• DATASET CONTENT:
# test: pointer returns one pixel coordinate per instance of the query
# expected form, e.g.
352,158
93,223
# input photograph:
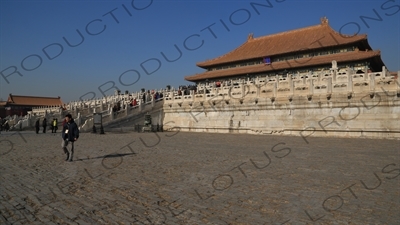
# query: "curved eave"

• PROBLEM TO SOLVE:
Copy every line from the records above that contains the word "query".

• YOUR SOLUTION:
# test: pointer returns one pixel coordinate per instance of the query
# query: "curved eave"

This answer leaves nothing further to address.